## WRITTEN PROBLEM
Reproduce each of the rows below exactly, from first to last, and leave the pictures out of your copy.

## DATA TO PROCESS
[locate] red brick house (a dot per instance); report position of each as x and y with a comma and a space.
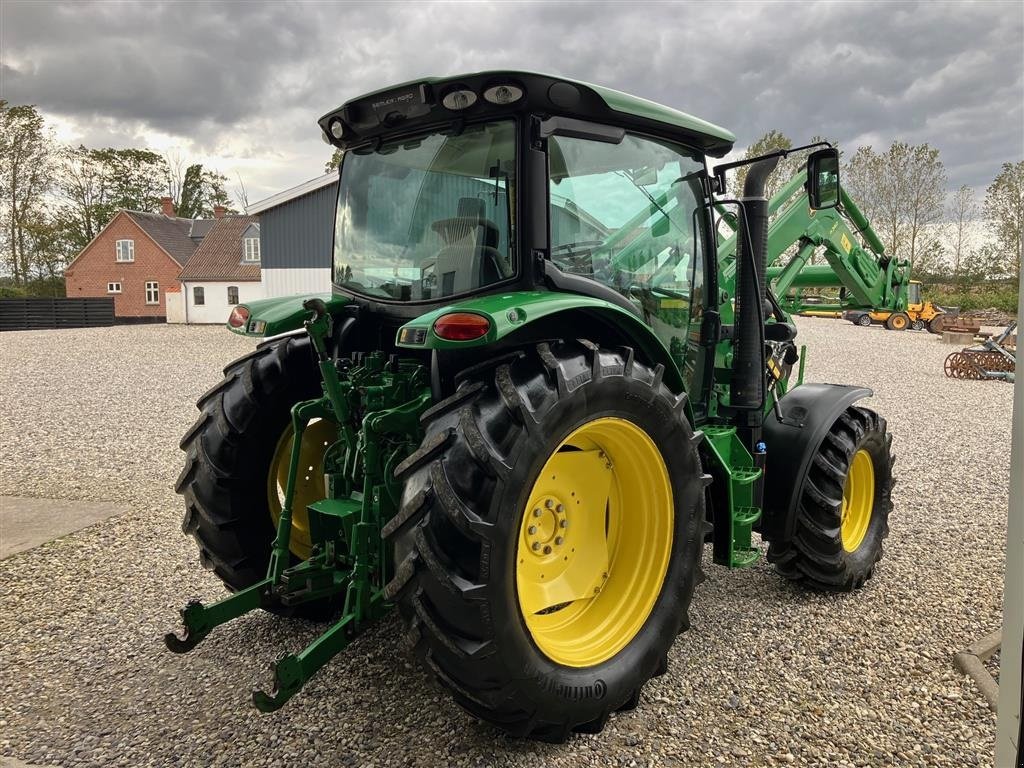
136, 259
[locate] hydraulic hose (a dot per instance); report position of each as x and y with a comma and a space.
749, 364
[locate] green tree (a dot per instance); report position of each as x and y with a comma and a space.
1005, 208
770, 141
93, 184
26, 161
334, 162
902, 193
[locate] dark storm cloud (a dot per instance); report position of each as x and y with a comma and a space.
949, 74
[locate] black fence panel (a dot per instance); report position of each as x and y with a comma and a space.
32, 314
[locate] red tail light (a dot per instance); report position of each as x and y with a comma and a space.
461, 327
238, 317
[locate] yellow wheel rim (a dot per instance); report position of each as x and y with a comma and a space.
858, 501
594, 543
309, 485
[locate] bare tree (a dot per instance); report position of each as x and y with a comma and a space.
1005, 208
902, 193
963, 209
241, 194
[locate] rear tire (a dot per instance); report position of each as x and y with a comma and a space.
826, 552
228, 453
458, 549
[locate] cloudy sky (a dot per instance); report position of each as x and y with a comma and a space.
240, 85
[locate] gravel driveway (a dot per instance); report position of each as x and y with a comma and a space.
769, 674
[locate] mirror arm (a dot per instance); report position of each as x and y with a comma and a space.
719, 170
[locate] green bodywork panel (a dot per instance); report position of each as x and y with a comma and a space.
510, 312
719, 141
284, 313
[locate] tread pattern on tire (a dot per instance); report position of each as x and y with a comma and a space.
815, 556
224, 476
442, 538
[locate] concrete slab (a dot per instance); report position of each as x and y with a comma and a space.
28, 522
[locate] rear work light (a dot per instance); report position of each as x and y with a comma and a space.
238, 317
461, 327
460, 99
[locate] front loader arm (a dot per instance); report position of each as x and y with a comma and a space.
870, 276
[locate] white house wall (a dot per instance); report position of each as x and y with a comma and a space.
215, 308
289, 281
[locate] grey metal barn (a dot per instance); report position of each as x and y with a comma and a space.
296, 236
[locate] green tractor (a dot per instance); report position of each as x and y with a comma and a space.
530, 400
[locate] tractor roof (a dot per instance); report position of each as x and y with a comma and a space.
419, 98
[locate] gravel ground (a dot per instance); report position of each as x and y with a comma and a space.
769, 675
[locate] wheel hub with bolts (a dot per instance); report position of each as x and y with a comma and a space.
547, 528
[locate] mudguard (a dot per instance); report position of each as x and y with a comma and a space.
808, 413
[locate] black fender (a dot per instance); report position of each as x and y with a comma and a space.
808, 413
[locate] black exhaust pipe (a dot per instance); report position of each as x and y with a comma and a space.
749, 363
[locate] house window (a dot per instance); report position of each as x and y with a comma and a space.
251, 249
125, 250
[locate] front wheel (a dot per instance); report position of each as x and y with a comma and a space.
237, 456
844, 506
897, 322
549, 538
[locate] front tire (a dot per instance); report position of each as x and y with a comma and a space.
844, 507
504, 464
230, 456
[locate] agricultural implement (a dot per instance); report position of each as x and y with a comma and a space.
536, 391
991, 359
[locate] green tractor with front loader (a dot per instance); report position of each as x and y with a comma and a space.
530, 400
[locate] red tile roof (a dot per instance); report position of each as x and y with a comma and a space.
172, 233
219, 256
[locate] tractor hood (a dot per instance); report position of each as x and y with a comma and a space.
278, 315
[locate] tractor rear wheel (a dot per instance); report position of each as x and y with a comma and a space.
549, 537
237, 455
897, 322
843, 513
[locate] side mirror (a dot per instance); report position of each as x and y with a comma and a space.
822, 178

## RESPONSE TO THE TASK
[locate] red brick house (a dot per instance); report position of each as x and y with a comma and a space.
136, 259
[locate] hydraulic hose (a dot per instance); report position of each as x and y with a comma and a space.
749, 364
[locate] green tree (a dot per instance); report position of each as x and y with a comma and a space.
1005, 208
770, 141
93, 184
26, 161
334, 162
902, 193
[locate] dark storm cloud (a dot per instance); report position of each as x and y with a comma and a space.
949, 74
[locate] black fence panel (a dot per instance); report position of each as x and y with a comma and a space.
32, 314
[locate] red tail light (a dot per instance); report position of each as x and y with a comma and a space.
461, 327
238, 317
[locate] yellow wheel rim (a dot per instance); report position of each as x and y with a comma and a space.
858, 501
594, 543
309, 485
[locate] bare tree (a dot per instance); report position of each as x and y with a comma and a space.
1005, 208
902, 193
963, 209
241, 194
[locate] rear tire (a dot per instance); report position of each as x and y with a comma and a space.
826, 552
228, 453
458, 549
[locate] cloudy sky (a dot per instance); report position of each as x and y with a comma and a space.
240, 85
[locate] gravel driveway (a dot per instance); report position of each as x and y with a comma and a space.
769, 674
[locate] mirror arm (a dot per instance); report position of each as x and y with a comma and a space.
719, 170
[locate] green bodywork panel (a dot per instance); report position of each as x and y with a comma and a space.
510, 312
719, 141
284, 313
[locate] tread pattern on tire (a dot per instance); report position of each as x and y with a comma and a space.
815, 556
224, 476
442, 538
[locate] concrete slab (a dot per instance); report position of each as x and y with a comma and a space.
28, 522
[locate] rear work light (a dot per instance); report position of each as x and y with a comma and a space.
238, 317
461, 327
460, 99
[locate] front loader arm (a dot per instance); report position of each as x and y with a comma and a space.
870, 276
[locate] white house wall (a dot per instance); report position of each as x and y with a comma and a space.
215, 308
289, 281
[locate] grey metal barn (a dot per instance); report position of each as x and y with a comma and a space.
296, 236
[locate] green tractor (a dot per instance); report position of each as x and y with a comma and a space.
530, 400
[locate] tractor roof (a dot per instance); report position of each as x and y with a comma and a space.
419, 98
[locate] gravel ground (a dot per instance); report position of each as x and y with a comma and a space.
769, 675
[locate] wheel hub with bolts (a dot per instance); report position of each as x and y with a comma and a space.
547, 528
[locate] mudguard (a dot per instance); report position of each as x and y with a comma and a space.
808, 413
[locate] black fender (a dot per instance); report position of each as x and y with a comma and a space.
808, 413
[locate] black exhaust pipe (a dot per instance); report position of each as x and y with a comma and a space.
749, 363
[locate] house window (a dot per instance); report position of each as x and y with a comma and a space.
251, 249
125, 250
[locate] front wheel (a dot per instance); report position of each as x and y with a comma and a space.
237, 456
844, 506
897, 322
549, 538
[locate] front tire (a dot per instance); report position of each as x and y with a comma and a space.
844, 507
504, 464
230, 456
[locate] agricultural implement (a dot per instance); report position of each as x and y with a comma and a space.
536, 391
991, 359
[locate] green tractor with front loader (a dot per instance); report position of each as x and y with a comma and a space.
530, 400
[locate] red tile roof (a dot per instance); report position of each as x and y with a comma and a space.
172, 233
219, 256
[locate] tractor hood (a dot per instance); report position of each as x and y with a comma and a space.
278, 315
[locate] tractor rear wheel (a dot per instance); report position of each as x and y with a comma and a space.
549, 537
237, 455
897, 322
843, 513
[locate] side mirror (a dot per instance); report position of each as x and y with a comma and a space.
822, 178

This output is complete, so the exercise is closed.